» **WHAT YOU HAVE TO DO**:
Transcribe the listing in full, excluding any pictures.

Coordinate annotation entries
++++++++++++++++++++

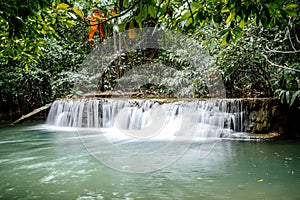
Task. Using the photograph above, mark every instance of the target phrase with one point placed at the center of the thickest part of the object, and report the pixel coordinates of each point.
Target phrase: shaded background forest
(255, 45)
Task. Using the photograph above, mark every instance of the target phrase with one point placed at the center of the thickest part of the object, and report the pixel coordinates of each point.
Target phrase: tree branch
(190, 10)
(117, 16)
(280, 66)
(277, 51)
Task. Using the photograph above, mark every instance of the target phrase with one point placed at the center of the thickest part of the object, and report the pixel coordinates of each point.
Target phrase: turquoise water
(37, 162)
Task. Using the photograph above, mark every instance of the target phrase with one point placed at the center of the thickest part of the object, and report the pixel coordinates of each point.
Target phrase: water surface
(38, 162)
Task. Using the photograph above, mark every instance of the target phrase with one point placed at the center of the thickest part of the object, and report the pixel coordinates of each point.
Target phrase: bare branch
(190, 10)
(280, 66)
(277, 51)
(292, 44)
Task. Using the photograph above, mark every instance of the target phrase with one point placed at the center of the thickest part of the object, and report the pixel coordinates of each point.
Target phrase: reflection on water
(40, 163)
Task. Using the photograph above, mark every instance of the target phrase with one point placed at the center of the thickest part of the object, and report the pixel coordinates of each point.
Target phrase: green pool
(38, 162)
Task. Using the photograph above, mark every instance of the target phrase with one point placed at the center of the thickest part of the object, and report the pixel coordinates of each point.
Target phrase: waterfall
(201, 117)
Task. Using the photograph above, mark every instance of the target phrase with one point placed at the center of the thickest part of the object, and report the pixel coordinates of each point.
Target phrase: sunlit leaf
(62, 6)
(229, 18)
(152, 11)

++++++++++++++++++++

» **TASK RESULT**:
Task. Using the photograph above, mark every instance of the target phrase with one point placed at the center of the thickest part of the object, and report the pixel coordinates of each point.
Target phrase: shaded background forest
(255, 45)
Task. Using the photograph above, mark every instance of the target phrase with one point placed at the center of the thickest part of the object, and report the pixel coordinates of each point.
Target phrase: tree branch
(190, 10)
(117, 16)
(280, 66)
(277, 51)
Task. Using the photograph above, mark every instance of the target phrase with one point placed at the center of the thickest part of the object, and report the pixel coordinates of each point.
Target phrase: turquoise water
(37, 162)
Task. Using the photograph above, mark every instance of the target phrase with one point placed at the center of the thickest part of the object, and report the pixel coordinates of each point.
Target phrase: water surface
(38, 162)
Task. Using the photograph above, mark every instance of the target phrase with one point placed at the center of the thickest part of the object, and report the pixel coordinates of each point.
Target phrase: bare branch
(190, 10)
(280, 66)
(277, 51)
(292, 44)
Task. Using the photograph above, mark every instance of the target phrase with one point placed at the center of the thickest part of the object, and report the pixel coordinates of each point.
Target phrase: reflection on water
(40, 163)
Task. Using the photograph above, mark every instance of the target phrase with one point placed at the center of the thickest part of the object, and report the pixel coordinates of each point.
Target phrase: green pool
(38, 162)
Task. Using the photograph above, mark every instance of the target phrase with one point placed at the center of the thickest part of the object, and report the pixel coordinates of each point.
Target phrase: waterfall
(201, 117)
Task. Using the photograph above, mark every instance of the target phrase with one point placed at the center of the thickest part of the object, and report the pixel coordinates of each point.
Target phrase: sunlit leaf
(62, 6)
(229, 18)
(152, 11)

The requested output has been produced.